Can you quote exactly the stretch of lines from the one with "# test: for every instance of the white cloud, mark" through the final line of the material, both ends included?
(begin)
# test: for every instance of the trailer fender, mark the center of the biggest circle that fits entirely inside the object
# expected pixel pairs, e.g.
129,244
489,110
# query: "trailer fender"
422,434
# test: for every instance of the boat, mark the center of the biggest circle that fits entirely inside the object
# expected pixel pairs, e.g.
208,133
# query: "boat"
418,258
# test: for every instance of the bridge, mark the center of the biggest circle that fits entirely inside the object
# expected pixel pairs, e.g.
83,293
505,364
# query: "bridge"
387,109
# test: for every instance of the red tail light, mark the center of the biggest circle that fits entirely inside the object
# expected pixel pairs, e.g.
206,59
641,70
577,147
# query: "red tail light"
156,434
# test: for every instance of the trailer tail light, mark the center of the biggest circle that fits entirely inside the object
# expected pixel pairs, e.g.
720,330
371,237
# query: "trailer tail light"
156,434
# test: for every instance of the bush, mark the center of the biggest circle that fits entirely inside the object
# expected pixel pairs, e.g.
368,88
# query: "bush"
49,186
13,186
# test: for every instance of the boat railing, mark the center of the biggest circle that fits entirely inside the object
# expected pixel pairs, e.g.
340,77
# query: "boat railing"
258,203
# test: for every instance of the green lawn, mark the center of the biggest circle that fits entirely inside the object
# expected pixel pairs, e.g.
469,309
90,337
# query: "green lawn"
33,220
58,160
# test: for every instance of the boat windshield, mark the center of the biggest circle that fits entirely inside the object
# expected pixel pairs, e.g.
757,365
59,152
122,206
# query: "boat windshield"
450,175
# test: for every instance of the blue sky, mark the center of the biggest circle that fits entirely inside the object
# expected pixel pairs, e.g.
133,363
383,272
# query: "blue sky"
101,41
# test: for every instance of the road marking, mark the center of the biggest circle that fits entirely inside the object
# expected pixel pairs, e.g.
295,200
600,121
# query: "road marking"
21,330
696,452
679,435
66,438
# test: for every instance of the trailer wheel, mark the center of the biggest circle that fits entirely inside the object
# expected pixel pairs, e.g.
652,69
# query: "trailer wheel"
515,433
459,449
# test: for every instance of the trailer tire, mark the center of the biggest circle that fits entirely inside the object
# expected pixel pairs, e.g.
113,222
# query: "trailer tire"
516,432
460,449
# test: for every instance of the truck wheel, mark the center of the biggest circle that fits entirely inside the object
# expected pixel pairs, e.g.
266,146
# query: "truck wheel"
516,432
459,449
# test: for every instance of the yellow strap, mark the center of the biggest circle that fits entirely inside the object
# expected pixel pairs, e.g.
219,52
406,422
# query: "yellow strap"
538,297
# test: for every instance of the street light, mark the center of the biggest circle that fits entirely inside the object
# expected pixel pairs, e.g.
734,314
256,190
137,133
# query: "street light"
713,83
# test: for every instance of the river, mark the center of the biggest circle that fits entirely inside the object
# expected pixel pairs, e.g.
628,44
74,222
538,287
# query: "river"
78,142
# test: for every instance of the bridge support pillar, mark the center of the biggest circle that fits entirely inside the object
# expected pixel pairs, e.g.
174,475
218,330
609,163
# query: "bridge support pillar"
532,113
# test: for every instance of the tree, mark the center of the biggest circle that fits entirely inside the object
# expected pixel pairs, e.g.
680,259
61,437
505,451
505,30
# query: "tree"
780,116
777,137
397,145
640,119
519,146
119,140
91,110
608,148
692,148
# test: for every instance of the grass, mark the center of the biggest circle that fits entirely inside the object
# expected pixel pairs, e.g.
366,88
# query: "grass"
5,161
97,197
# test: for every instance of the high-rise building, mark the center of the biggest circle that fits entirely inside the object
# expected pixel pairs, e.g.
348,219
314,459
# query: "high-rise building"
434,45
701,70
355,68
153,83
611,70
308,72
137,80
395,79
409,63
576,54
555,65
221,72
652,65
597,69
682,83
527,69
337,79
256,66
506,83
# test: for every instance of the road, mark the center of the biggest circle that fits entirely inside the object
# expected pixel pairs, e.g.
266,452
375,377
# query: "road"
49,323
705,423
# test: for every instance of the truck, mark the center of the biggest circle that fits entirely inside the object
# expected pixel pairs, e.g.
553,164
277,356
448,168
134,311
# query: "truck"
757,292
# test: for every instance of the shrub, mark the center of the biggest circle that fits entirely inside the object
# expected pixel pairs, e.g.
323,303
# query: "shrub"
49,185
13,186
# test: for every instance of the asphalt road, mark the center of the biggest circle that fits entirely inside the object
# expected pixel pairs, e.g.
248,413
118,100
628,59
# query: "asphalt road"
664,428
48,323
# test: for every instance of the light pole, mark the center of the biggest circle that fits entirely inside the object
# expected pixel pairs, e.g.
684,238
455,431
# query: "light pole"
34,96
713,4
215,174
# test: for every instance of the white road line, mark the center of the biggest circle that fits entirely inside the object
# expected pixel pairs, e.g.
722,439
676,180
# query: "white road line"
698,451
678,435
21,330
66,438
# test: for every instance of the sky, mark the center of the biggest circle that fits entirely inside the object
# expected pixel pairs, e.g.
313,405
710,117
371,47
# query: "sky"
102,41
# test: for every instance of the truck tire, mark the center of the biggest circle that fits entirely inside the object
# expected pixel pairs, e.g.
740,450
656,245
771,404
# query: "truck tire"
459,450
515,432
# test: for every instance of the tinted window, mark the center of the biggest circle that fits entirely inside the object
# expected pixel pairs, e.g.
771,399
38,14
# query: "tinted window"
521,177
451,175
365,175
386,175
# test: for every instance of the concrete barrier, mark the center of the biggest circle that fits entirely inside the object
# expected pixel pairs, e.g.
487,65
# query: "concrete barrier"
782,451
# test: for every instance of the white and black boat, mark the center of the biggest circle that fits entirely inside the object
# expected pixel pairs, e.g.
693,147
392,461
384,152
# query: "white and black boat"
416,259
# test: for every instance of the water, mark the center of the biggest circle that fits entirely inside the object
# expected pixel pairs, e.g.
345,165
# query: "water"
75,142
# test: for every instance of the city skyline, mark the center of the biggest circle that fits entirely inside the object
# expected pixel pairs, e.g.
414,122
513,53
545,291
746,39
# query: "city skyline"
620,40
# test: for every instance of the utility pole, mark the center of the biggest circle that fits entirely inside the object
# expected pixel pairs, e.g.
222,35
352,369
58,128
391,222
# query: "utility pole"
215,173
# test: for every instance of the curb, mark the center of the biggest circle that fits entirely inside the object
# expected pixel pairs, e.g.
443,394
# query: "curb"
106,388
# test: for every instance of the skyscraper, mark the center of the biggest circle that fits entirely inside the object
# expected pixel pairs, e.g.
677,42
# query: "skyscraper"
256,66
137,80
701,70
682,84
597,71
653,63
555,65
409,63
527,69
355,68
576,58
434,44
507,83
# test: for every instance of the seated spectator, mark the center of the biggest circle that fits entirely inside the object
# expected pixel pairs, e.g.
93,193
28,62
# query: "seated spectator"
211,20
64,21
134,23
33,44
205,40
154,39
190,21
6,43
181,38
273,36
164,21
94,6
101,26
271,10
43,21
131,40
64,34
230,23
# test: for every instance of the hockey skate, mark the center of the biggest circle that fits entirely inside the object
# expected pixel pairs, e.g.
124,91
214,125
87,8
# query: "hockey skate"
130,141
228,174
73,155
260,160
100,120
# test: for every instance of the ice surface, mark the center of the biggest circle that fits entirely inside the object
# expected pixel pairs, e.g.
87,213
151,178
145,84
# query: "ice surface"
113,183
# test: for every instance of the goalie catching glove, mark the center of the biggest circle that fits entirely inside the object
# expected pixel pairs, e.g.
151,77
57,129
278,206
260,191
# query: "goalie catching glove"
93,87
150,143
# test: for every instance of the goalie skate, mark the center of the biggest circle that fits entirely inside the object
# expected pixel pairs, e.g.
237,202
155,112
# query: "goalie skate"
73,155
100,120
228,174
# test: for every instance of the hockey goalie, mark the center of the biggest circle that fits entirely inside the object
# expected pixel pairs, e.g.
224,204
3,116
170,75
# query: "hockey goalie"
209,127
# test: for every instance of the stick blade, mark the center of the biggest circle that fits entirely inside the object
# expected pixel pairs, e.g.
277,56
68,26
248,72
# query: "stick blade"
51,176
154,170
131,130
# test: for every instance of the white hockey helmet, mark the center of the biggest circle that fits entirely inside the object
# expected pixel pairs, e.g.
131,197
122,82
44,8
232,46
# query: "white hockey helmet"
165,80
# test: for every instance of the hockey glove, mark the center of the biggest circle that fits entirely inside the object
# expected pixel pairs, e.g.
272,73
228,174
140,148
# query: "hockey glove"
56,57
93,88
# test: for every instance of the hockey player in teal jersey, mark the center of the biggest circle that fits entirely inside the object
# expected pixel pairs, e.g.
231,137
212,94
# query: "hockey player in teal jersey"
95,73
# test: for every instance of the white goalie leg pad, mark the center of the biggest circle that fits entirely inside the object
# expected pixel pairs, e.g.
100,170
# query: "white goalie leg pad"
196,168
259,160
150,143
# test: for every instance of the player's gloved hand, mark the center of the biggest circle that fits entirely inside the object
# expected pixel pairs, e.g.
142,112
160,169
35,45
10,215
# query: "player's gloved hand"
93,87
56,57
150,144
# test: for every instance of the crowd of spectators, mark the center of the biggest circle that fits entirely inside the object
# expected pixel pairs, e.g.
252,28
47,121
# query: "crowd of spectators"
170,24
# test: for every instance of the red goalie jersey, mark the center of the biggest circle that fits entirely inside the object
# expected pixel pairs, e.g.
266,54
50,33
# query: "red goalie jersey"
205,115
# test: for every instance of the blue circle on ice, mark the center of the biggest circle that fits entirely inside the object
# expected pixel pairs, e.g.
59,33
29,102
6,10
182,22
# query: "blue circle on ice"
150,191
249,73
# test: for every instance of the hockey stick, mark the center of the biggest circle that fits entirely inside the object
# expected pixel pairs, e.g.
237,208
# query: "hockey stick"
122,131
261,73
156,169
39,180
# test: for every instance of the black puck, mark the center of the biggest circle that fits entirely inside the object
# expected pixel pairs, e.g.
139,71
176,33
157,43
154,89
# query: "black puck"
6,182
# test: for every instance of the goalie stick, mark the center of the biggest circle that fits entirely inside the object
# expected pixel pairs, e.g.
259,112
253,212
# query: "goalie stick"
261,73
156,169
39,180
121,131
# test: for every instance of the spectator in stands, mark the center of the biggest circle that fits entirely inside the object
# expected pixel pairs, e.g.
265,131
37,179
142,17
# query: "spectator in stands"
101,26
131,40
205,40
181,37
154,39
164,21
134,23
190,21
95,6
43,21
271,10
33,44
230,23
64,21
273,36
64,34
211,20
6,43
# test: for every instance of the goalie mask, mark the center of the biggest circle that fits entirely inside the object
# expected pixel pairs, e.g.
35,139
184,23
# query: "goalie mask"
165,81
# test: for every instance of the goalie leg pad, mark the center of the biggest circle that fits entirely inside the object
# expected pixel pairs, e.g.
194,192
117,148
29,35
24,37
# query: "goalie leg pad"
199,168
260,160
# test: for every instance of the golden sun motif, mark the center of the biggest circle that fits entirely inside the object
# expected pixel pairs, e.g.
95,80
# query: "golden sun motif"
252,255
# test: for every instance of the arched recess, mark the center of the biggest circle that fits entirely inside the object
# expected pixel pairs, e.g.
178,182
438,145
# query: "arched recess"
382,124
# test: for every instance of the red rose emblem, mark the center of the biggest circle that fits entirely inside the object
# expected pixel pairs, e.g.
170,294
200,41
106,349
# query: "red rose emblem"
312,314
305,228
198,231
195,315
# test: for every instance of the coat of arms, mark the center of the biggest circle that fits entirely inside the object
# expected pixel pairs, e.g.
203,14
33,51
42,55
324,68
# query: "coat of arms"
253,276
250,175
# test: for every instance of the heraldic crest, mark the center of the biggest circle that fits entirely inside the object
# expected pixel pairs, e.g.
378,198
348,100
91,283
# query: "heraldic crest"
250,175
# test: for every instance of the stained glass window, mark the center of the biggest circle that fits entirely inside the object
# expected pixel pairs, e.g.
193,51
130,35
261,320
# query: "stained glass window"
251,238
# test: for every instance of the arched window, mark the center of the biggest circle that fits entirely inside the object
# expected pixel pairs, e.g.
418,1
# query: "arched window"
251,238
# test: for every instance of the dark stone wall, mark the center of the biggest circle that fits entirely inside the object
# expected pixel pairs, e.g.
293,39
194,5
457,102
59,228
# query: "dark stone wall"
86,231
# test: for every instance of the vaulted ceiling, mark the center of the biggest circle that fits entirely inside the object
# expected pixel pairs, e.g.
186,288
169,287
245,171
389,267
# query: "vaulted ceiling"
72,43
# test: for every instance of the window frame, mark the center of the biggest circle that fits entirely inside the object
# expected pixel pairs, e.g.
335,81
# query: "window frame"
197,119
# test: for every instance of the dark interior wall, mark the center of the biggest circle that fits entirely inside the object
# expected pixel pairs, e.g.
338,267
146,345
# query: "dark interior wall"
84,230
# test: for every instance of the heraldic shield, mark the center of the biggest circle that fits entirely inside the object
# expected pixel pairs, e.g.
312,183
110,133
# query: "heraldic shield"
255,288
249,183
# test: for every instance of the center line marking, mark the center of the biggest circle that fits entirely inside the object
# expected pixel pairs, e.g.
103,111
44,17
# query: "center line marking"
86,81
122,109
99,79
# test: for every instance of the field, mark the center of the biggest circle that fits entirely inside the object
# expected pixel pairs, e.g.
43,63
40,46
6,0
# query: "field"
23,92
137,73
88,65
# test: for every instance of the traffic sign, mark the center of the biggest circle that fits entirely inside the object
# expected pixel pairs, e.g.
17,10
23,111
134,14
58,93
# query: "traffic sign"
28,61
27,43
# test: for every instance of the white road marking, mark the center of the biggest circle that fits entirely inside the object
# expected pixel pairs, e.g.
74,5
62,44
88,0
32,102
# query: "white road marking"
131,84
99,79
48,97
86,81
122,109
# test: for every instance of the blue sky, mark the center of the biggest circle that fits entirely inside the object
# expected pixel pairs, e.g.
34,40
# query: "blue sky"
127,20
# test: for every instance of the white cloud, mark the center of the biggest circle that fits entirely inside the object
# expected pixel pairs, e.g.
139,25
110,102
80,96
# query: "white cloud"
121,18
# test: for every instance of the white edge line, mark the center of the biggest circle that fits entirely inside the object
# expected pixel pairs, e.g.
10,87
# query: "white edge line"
(end)
**ANSWER TO THE EXERCISE:**
# test: for every instance of the white cloud, mark the center of the biggest circle that fits entirely inside the object
# expected pixel pairs, e.g.
139,25
110,102
80,96
# query: "white cloud"
121,18
# test: for every instance of the white edge line, mark the center of the biggest circle that fits entirely inside the object
# expected pixel pairs, e.g.
10,87
# query: "white edge line"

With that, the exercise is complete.